Goal: Repeat the full listing, word for word.

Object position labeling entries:
>> Start
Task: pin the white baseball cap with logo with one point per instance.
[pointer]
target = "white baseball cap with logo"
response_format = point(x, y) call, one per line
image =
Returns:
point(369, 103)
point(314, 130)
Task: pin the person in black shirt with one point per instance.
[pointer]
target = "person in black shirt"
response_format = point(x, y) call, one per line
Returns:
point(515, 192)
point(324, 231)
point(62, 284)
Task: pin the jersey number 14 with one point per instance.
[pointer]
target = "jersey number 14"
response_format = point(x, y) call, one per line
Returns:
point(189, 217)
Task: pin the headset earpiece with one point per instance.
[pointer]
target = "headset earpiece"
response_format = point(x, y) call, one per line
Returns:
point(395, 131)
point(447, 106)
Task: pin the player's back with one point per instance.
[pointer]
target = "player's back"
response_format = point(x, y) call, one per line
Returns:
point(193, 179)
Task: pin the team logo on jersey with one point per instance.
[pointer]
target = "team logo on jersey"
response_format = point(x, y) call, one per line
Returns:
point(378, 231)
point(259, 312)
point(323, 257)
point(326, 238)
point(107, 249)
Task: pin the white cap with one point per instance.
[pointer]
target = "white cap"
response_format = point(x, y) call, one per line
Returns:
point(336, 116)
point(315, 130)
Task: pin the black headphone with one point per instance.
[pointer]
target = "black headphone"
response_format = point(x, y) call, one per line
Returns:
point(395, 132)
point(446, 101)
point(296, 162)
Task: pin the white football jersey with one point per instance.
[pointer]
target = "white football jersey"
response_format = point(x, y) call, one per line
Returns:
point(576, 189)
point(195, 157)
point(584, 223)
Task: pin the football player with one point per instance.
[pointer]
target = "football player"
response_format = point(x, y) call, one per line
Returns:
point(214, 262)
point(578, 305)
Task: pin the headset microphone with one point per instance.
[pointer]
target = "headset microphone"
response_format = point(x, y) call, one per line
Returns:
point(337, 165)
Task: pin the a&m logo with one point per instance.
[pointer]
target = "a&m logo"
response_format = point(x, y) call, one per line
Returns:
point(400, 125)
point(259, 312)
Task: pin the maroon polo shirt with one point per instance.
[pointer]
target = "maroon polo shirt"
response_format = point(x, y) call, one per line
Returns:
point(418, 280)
>> End
Problem solution:
Task: pin the white baseball cap with logo with one point per instance.
[pointer]
target = "white baseball cap with logo"
response_format = point(x, y) call, one per line
image =
Returns:
point(369, 103)
point(314, 130)
Task: pin the person in black shirt with one point per instance.
[pointer]
target = "person in black shirt"
response_format = point(x, y) call, one per line
Returns:
point(515, 192)
point(324, 231)
point(62, 284)
Task: pin the jersey number 14 with one point per instance.
[pointer]
target = "jersey number 14"
response_format = point(x, y) call, one per line
Returns:
point(189, 217)
Task: pin the headset earpiece with one point per instance.
[pointer]
target = "headset earpiece"
response_format = point(x, y) call, one per line
Returns:
point(395, 131)
point(447, 106)
Task: pin the player's back with one point per instance.
[pointer]
target = "player's back"
response_format = point(x, y) call, one per line
Returns:
point(193, 179)
Task: pin the team logo on jersey with one point per instance.
[pointer]
target = "team logo on jersey"
response_format = point(x, y) call, one per line
Returns:
point(378, 231)
point(259, 312)
point(323, 257)
point(326, 238)
point(107, 249)
Task: pin the white cap with one point per instance.
[pointer]
target = "white cap"
response_format = point(x, y) call, one per line
Returns:
point(336, 116)
point(315, 130)
Task: pin the black headphone with one point per instance.
[pointer]
target = "black headphone"
response_format = point(x, y) call, one per line
Returns:
point(395, 132)
point(446, 101)
point(296, 162)
Task: pin the white football jersey with one point per instance.
[pointer]
target = "white football jersey"
response_format = point(x, y) call, one per line
Returns:
point(576, 189)
point(195, 157)
point(584, 223)
Task: pin the football player with one point per instance.
[pointer]
target = "football player"
response_format = point(x, y) call, one per line
Returns:
point(214, 262)
point(578, 305)
Task: pin the headset microphone with one point per instance.
[pointer]
target = "headset microphone"
response_format = point(x, y) call, one per line
Returns:
point(337, 165)
Task: pin the a&m logo with one point per instance.
[pointer]
target = "a&m logo"
response_format = point(x, y) call, one per line
Returns:
point(400, 125)
point(259, 312)
Task: pin the maroon polo shirt with one point per instance.
[pointer]
target = "maroon polo shirt"
response_format = point(x, y) call, one per line
Returns:
point(418, 280)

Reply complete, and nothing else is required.